**Voci di riquadri etichettati**.
☆ ☆ ☆ ☆

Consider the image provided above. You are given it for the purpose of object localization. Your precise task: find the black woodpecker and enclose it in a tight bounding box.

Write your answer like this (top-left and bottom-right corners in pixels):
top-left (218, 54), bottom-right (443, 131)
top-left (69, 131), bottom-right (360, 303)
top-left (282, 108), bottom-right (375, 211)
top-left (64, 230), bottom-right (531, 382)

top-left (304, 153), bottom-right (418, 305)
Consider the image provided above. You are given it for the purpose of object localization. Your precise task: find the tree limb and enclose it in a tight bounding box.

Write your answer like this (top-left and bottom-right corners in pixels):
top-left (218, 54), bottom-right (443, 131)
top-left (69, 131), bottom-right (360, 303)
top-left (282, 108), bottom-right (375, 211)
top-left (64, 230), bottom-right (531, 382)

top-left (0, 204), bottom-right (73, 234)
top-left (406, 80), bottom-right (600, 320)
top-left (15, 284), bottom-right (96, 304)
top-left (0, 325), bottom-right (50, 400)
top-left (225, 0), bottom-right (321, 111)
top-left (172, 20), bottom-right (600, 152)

☆ ☆ ☆ ☆

**REQUISITO**. Converti tutte le voci in un CSV a due colonne, "testo" e "risposta", con una riga per ciascuna voce. Metti ogni campo tra virgolette e sostituisci gli a capo con spazi.

**RISPOSTA SCRITTA**.
testo,risposta
"Consider the image provided above. You are given it for the purpose of object localization. Your precise task: find the black woodpecker and enclose it in a tight bounding box. Write your answer like this (top-left and bottom-right corners in pixels): top-left (218, 54), bottom-right (443, 131) top-left (69, 131), bottom-right (360, 303) top-left (282, 108), bottom-right (375, 211) top-left (64, 230), bottom-right (531, 382)","top-left (304, 153), bottom-right (418, 305)"
"Consider the image provided above. You are given it for the purpose of object localization. Your precise task: find the tree limb and enclose it in a tight bounding box. Write your answer like this (top-left and bottom-right corners in pixels): top-left (218, 54), bottom-right (443, 131) top-left (69, 131), bottom-right (360, 303) top-left (282, 108), bottom-right (375, 211) top-left (64, 230), bottom-right (531, 382)","top-left (0, 204), bottom-right (73, 234) top-left (406, 80), bottom-right (600, 320) top-left (15, 284), bottom-right (96, 304) top-left (0, 325), bottom-right (50, 400) top-left (225, 0), bottom-right (321, 111) top-left (172, 20), bottom-right (600, 152)"